WHAT IS NEEDED: Each record below should be output verbatim, without pictures.

DATA FOR THIS TASK:
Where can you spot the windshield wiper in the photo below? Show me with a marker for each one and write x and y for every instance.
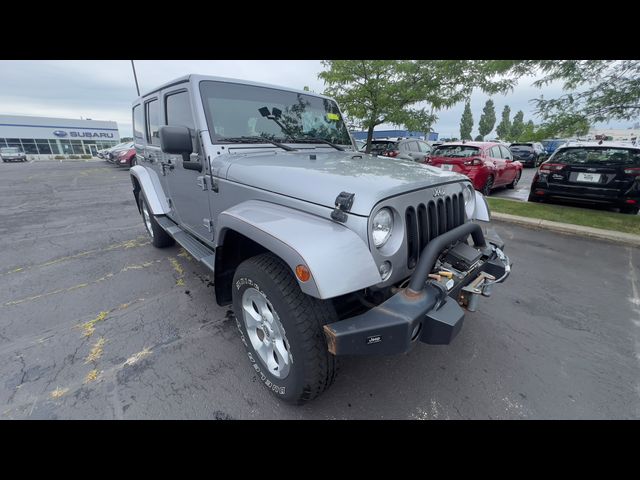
(317, 140)
(256, 139)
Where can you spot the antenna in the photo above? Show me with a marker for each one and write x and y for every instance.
(135, 77)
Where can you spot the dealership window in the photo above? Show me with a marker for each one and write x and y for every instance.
(77, 147)
(153, 122)
(138, 121)
(66, 147)
(55, 149)
(43, 147)
(29, 146)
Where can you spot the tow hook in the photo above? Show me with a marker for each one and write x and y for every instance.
(470, 295)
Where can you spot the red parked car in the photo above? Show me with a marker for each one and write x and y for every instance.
(487, 164)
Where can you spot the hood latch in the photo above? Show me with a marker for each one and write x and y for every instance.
(344, 201)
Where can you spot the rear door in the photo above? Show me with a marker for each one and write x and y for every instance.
(187, 187)
(495, 157)
(510, 170)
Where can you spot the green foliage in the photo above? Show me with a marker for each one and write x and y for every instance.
(504, 127)
(517, 127)
(407, 92)
(487, 119)
(466, 123)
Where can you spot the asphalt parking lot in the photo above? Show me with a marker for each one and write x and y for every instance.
(96, 323)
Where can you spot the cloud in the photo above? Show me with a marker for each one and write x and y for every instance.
(104, 89)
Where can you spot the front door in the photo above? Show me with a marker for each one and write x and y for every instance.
(152, 154)
(187, 188)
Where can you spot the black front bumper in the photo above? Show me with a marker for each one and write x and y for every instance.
(425, 311)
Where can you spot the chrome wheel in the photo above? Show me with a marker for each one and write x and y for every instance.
(147, 218)
(266, 333)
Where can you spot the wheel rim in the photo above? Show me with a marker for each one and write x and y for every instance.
(266, 333)
(147, 219)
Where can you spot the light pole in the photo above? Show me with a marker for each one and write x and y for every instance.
(135, 77)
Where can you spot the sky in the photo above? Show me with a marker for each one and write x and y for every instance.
(104, 89)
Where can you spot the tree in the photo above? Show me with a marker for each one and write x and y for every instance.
(504, 127)
(487, 119)
(517, 127)
(408, 92)
(466, 123)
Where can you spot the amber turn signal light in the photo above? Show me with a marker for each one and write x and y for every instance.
(303, 273)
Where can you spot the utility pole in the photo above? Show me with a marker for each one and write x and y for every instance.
(135, 77)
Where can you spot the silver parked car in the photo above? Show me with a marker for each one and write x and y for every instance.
(12, 154)
(321, 251)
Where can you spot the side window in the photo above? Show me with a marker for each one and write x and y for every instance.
(153, 122)
(138, 122)
(506, 154)
(424, 147)
(178, 113)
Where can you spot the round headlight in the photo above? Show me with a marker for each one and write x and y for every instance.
(469, 195)
(382, 227)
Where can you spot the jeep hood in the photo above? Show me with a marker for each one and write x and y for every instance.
(320, 180)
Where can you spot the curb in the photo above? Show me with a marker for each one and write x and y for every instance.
(569, 229)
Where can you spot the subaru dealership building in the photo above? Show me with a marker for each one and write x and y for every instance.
(57, 136)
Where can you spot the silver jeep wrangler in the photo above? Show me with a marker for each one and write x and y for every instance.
(322, 251)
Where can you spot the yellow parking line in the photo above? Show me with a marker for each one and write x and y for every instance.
(136, 242)
(81, 285)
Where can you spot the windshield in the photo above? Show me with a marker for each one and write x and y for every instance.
(521, 146)
(10, 150)
(598, 156)
(234, 111)
(455, 151)
(380, 147)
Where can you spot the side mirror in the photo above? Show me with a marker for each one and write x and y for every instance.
(177, 141)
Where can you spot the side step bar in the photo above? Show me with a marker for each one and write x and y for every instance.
(197, 250)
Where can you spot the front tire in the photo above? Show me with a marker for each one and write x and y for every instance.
(513, 184)
(159, 238)
(281, 329)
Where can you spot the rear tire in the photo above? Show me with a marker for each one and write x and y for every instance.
(159, 238)
(488, 185)
(291, 359)
(630, 210)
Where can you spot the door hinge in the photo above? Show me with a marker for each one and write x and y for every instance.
(202, 182)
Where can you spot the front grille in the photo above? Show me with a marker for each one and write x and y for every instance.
(426, 222)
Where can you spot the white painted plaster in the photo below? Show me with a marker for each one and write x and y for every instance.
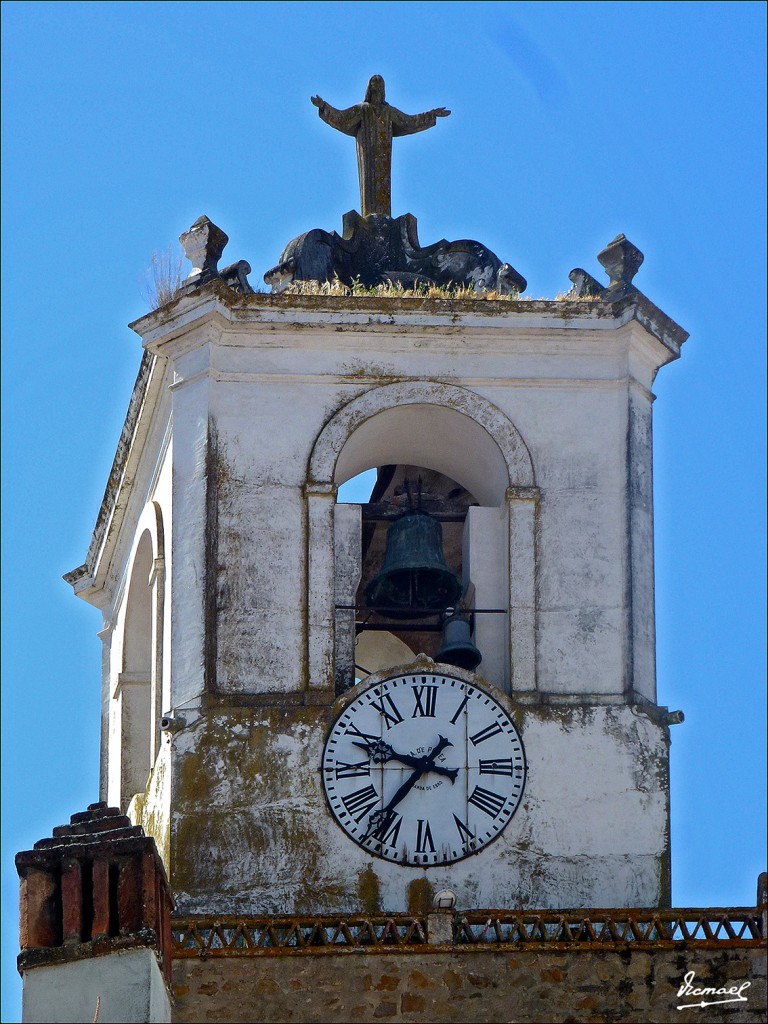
(127, 986)
(546, 419)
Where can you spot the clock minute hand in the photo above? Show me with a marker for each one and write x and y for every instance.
(379, 818)
(381, 752)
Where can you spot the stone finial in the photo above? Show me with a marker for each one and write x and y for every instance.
(96, 886)
(622, 261)
(585, 284)
(204, 244)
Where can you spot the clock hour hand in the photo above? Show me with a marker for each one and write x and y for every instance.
(379, 819)
(381, 752)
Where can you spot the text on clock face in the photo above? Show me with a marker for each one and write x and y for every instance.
(424, 769)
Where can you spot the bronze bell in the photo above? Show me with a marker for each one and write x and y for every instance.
(414, 578)
(457, 647)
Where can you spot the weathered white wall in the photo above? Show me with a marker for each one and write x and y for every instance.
(254, 837)
(127, 985)
(547, 420)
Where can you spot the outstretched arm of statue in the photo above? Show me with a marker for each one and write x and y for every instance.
(346, 121)
(409, 124)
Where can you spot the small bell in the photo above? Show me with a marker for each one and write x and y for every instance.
(414, 578)
(457, 647)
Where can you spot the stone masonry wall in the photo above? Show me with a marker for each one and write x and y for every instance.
(485, 985)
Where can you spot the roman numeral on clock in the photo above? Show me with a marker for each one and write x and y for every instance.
(388, 829)
(387, 708)
(424, 841)
(488, 802)
(344, 770)
(459, 710)
(491, 730)
(426, 698)
(360, 802)
(465, 833)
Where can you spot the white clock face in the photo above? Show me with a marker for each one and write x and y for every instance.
(423, 769)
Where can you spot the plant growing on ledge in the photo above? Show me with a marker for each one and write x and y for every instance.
(162, 279)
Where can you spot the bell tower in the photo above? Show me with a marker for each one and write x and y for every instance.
(320, 706)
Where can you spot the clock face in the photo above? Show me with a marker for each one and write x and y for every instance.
(423, 769)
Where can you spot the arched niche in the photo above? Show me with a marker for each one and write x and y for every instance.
(137, 695)
(460, 434)
(443, 427)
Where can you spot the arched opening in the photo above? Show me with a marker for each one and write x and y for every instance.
(466, 448)
(134, 693)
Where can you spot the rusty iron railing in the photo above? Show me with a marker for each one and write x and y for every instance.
(249, 936)
(717, 927)
(242, 936)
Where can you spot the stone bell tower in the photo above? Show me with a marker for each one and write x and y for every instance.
(236, 587)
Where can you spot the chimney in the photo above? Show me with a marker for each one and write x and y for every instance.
(95, 937)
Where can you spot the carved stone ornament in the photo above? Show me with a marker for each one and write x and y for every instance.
(375, 248)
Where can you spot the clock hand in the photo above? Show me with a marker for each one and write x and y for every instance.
(380, 818)
(380, 753)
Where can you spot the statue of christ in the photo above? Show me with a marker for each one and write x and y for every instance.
(374, 123)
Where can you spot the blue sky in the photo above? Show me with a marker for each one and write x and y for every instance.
(571, 122)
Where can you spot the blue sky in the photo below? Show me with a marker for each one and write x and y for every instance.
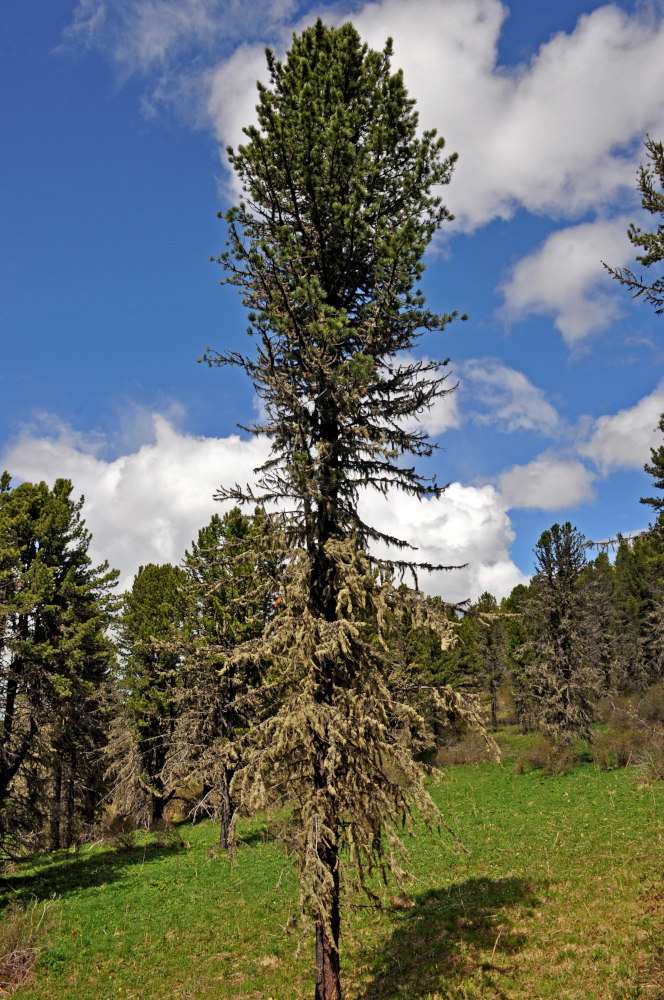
(116, 116)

FINISHED EXERCISE:
Where can you spot the windshield wiper in the photo below? Show me with a marker for each one and write x and y for every instance.
(317, 140)
(256, 139)
Where can you spot the antenna in the photo above? Show me with a marker for each one and write x and y for every instance.
(135, 77)
Where can you spot the dealership window in the photo above? Show me with a marker for each one and write x and y for every instance.
(77, 147)
(153, 122)
(138, 121)
(66, 147)
(55, 149)
(43, 147)
(29, 146)
Where can you spot the tow hook in the photo above? Show me with a marker for each one and write x and y for every instance.
(470, 295)
Where can you spot the red parked car in the photo above? Show me with a marker for each one and write x and y for every instance.
(487, 164)
Where can you spot the hood latch in the photo above? Show me with a marker for each one and write x and y for every instance.
(344, 201)
Where can you spot the rear door in the photo above? Show me with a marker for each one and write x and y for every instance.
(187, 187)
(495, 157)
(510, 170)
Where can you spot the green foliage in the photo above? Show me with a marker for each one and write x and y for every instance.
(504, 127)
(517, 127)
(407, 92)
(487, 119)
(466, 123)
Where can you spot the asphalt parking lot in the photo above? Show me with a marker for each one and write x and y for every instance.
(96, 323)
Where can you spot the cloud in the photo above? Show me with a marker for each one and write x and y for every instance.
(104, 89)
Where can you spot the front door in the photo above? Show me with a marker for each one and write x and y for every instance.
(152, 154)
(187, 188)
Where can you spot the black front bumper in the photo above? Show me with a marker for each one and write x and y for every instance.
(425, 311)
Where can you spot the chrome wheel in the photo above? Show me with a marker for each one and write x and y for every instance.
(147, 218)
(266, 333)
Where can you spot the wheel rim in the photo above? Show me with a marker for each one and write x and y for every instance.
(266, 333)
(147, 219)
Where can you spot the light pole in the photo above? Show me with a marker for each one and write x and y for every instance.
(135, 77)
Where can you spot the sky in the photo above? Show me with a marker for each one and write x and y for every instance.
(104, 89)
Where can you spot the tree in the photo above? Show me with a marker for each one and write x and y for every instance.
(504, 127)
(487, 119)
(517, 127)
(408, 92)
(466, 123)
Where can you spot the amber turn signal light in the photo above? Show me with a marker for each one and write x and y for every instance.
(303, 273)
Where can you spot the utility pole in the photo above? Show me with a marker for each one and write x and y for every instance.
(135, 77)
Where can you spot the silver parked car in the photo above? Show me with a marker for each one and write x and y for every instance.
(12, 154)
(321, 251)
Where can you spot the side window in the photo above? Show me with a marker for each one and write x and y for every instance.
(153, 122)
(138, 122)
(506, 154)
(424, 147)
(178, 113)
Where can you spot the round headlight in the photo above? Show me with a marker for each one and write x and y for every instance.
(469, 195)
(382, 227)
Where can you spot the jeep hood in the photo above? Show me with a marker for each one and write x and y for every instance.
(320, 180)
Where can you spot the curb in the photo above? Show me with a marker for each one and write x and y for every instance.
(569, 229)
Where can you spot the subaru dealership building in the photo above? Show me with a marker for each one and write x and y for every instance.
(57, 136)
Where can you spot the silver jeep wrangler in the photo above? Show me with a marker for each one and write x and y for every instance.
(322, 251)
Where can you spot the yellow parking line in the photo above? Show me with a marker for each one and write x and y for every instance.
(136, 242)
(81, 285)
Where can you spot the windshield in the photo above? Show me with a marker for each one and write x and y for every instance.
(521, 146)
(10, 150)
(598, 156)
(234, 111)
(455, 151)
(380, 147)
Where can you spot the side mirror in the photo above? Show me with a marker for each one and write x and y for every instance.
(177, 141)
Where can you spot the side step bar in the photo above? Show me with a marker for each one and write x and y for every instance.
(197, 250)
Where can you spot the front tire in the photo above? Show me with a marker for each one and write x and y for every instance.
(513, 184)
(159, 238)
(281, 329)
Where can you spot the rear tire in the photo above? Show me with a marker for each one and write x and y for every instance.
(159, 238)
(488, 185)
(291, 359)
(630, 210)
Where can you spot the door hinge in the photo above? Show me with a marker for each one and write x and y for every instance.
(202, 182)
Where can you spot the front grille in the photo above? Show me with a marker for each one and write x and y for every instance.
(426, 222)
Where can you spot the white painted plaster in the photo below? Show me with a marker for each one and write x and y for every instance.
(127, 986)
(546, 419)
Where can you spot the clock minute hand in the photo above? Show me with a marker for each one and write x and y for every instance.
(379, 818)
(381, 752)
Where can you spot the stone finial in the photo above? Show me with a marker for each one and write x and y for every instance.
(96, 886)
(622, 261)
(585, 284)
(204, 244)
Where can you spot the clock hour hand in the photo above? Show me with a marker for each one and write x and y for every instance.
(379, 819)
(381, 752)
Where can you spot the text on clock face in the photo above? Show me with a marker for each one and write x and y for every instance.
(424, 769)
Where can you spot the bronze bell in the photo above? Show me with a marker for each one and write x and y for every instance.
(414, 578)
(457, 647)
Where can you spot the weathered white wall in the photo above? Show me with a marker for each one and write x and y for every instance.
(254, 837)
(127, 985)
(547, 420)
Where can you spot the outstretched arm of statue in the photo above? Show me with a marker for each one and write x and y for every instance.
(346, 121)
(409, 124)
Where can you spot the small bell in the photo above? Show me with a marker for each one and write x and y for every instance.
(414, 578)
(457, 647)
Where can you spot the stone masonry wall in the photo above? Show me with a marker for each one and write x and y for every instance.
(485, 985)
Where can you spot the roman numeral on clock in the photo above? Show me with a marker for each one and write x and y for every instance.
(388, 829)
(387, 708)
(424, 841)
(488, 802)
(344, 770)
(459, 710)
(491, 730)
(426, 698)
(360, 802)
(465, 833)
Where can you spot the white clock face in the photo above? Show me with a marker for each one and write x and y for every instance.
(423, 769)
Where can you spot the plant growing on ledge in the photo above? Show me with a marker for each one and write x and y for every instance.
(162, 279)
Where can you spot the bell tower in the photo above? Show me with a marker for each one and write x and y for every instance.
(320, 706)
Where can you spot the clock face in the photo above? Show me with a marker for each one and write x and y for every instance.
(423, 769)
Where can you spot the arched niche in the photo above? Show me with a marker for each one and write x and y for every instance.
(137, 695)
(460, 434)
(443, 427)
Where can you spot the arched opening in the photo above? Show me with a marker for each one and write x and y for every instance.
(466, 448)
(134, 693)
Where can you spot the rusty iron railing in the photo above? Show me with a marker for each one and write x and y for every instance.
(249, 936)
(717, 927)
(242, 936)
Where can you spot the stone bell tower in the photo above? Show me with a marker for each one and write x and y for every instance.
(236, 587)
Where can you spot the chimney in the photo above? Show me with a marker for each one and write x and y for every instance.
(95, 937)
Where can you spot the carved stone ornament in the photo above? Show me with a marker for each one and write x and y for every instance.
(375, 248)
Where can you spot the clock hand in the photo above? Show me with a marker for each one and write x and y for every instance.
(380, 818)
(380, 753)
Where can you spot the statue of christ in the photo above? Show me with a marker for each one and write x and y for every instance.
(374, 123)
Where can you spot the blue sky in the photo above? Show me with a marker for each one and write x and y for every instance.
(571, 122)
Where can you spot the blue sky in the photo below? Show me with a marker for each one and write x and y for every instance.
(116, 116)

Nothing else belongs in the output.